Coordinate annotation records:
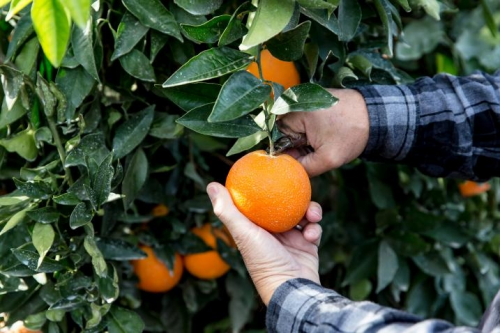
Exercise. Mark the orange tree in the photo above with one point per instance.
(111, 108)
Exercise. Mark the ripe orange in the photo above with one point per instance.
(154, 275)
(272, 191)
(160, 210)
(470, 188)
(273, 69)
(207, 265)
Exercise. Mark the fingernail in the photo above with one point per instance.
(212, 191)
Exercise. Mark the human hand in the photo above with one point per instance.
(271, 259)
(338, 134)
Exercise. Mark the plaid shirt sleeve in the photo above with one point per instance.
(446, 126)
(300, 305)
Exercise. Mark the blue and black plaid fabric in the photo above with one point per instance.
(300, 305)
(445, 126)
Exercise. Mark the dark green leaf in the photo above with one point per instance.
(129, 33)
(131, 133)
(135, 176)
(30, 259)
(196, 120)
(154, 15)
(289, 46)
(82, 42)
(467, 307)
(387, 265)
(349, 18)
(137, 64)
(208, 32)
(191, 96)
(241, 94)
(235, 29)
(209, 64)
(44, 215)
(199, 7)
(271, 18)
(117, 249)
(304, 97)
(80, 216)
(121, 320)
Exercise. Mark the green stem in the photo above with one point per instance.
(60, 148)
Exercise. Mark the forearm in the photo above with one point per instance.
(302, 306)
(446, 126)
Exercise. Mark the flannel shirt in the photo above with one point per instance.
(446, 126)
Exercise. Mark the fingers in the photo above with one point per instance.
(226, 211)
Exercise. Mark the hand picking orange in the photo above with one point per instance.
(207, 265)
(154, 276)
(271, 191)
(273, 69)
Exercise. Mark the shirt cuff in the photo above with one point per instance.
(293, 301)
(393, 114)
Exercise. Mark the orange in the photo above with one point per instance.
(154, 276)
(272, 191)
(160, 210)
(273, 69)
(470, 188)
(207, 265)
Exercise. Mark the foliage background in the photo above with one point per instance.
(391, 234)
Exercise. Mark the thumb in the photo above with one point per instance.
(226, 211)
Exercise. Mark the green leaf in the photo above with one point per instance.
(22, 143)
(304, 97)
(24, 30)
(235, 29)
(43, 238)
(241, 94)
(209, 64)
(121, 320)
(432, 264)
(137, 64)
(75, 84)
(131, 133)
(66, 199)
(271, 18)
(118, 249)
(164, 126)
(98, 261)
(135, 176)
(289, 45)
(31, 260)
(79, 10)
(129, 33)
(154, 15)
(101, 183)
(80, 216)
(360, 290)
(467, 307)
(15, 7)
(247, 142)
(199, 7)
(421, 37)
(328, 21)
(14, 221)
(387, 265)
(82, 42)
(208, 32)
(34, 189)
(44, 215)
(349, 19)
(52, 25)
(196, 120)
(191, 96)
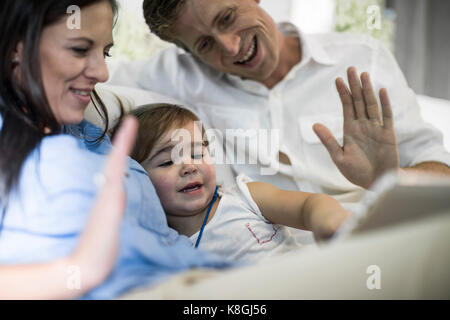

* **Set task**: Could you write out all the rows again, swapping every "photo" for "image" and leaving everything else untouched? Leave the pictures out of your answer.

* **Full response**:
Exercise. Mark the orange tree in the image above with one point per instance.
(111, 108)
Exercise. Mark the ripe orange in the image above with one point per instance.
(154, 275)
(272, 191)
(160, 210)
(470, 188)
(273, 69)
(207, 265)
Exercise. Mark the fingernail in the image above with one point per instance.
(212, 191)
Exercise. Mark the human hand in the image above with one point per instance.
(271, 259)
(338, 134)
Exercise. Mark the plaid shirt sleeve in the image above with one point per instance.
(446, 126)
(300, 305)
Exercise. Mark the blue and black plaid fabric in the image above with one point per instance.
(300, 305)
(445, 126)
Exercise. Mark the dark green leaf in the image above with one point per instance.
(129, 33)
(131, 133)
(135, 176)
(30, 259)
(196, 120)
(154, 15)
(289, 46)
(82, 42)
(467, 307)
(387, 265)
(349, 18)
(137, 64)
(208, 32)
(191, 96)
(241, 94)
(235, 29)
(209, 64)
(44, 215)
(199, 7)
(271, 18)
(117, 249)
(304, 97)
(80, 216)
(121, 320)
Exercise. Mark the green stem in the image above with one point per instance.
(60, 148)
Exercise. Mark the forearm in the image above with one point per instance.
(302, 306)
(446, 126)
Exercise. Mark the flannel shirt in the image above with one point per instance.
(446, 126)
Exercise. Mark the fingers in the image above with one point per instance.
(226, 211)
Exercise. Mark the hand picking orange in the image above with one point per instance.
(207, 265)
(154, 276)
(271, 191)
(273, 69)
Exercise. Mark the shirt cuff in the image above with one point per instance.
(293, 301)
(393, 114)
Exercise. Mark the orange in the image above with one point per instance.
(154, 276)
(272, 191)
(160, 210)
(273, 69)
(470, 188)
(207, 265)
Exercise. Mark the foliage background in the image above with one point per instance.
(391, 234)
Exercise. Mark the thumb in the image above with one point per instance.
(226, 211)
Exercise. Mark the green leaf in the image above with one point per instance.
(22, 143)
(304, 97)
(24, 30)
(235, 29)
(43, 238)
(241, 94)
(209, 64)
(121, 320)
(432, 264)
(137, 64)
(75, 84)
(131, 133)
(66, 199)
(271, 18)
(118, 249)
(164, 126)
(98, 261)
(135, 176)
(289, 45)
(31, 260)
(79, 10)
(129, 33)
(154, 15)
(101, 183)
(80, 216)
(360, 290)
(467, 307)
(15, 7)
(247, 142)
(199, 7)
(421, 37)
(328, 21)
(14, 221)
(387, 265)
(82, 42)
(208, 32)
(34, 189)
(44, 215)
(349, 19)
(52, 25)
(196, 120)
(191, 96)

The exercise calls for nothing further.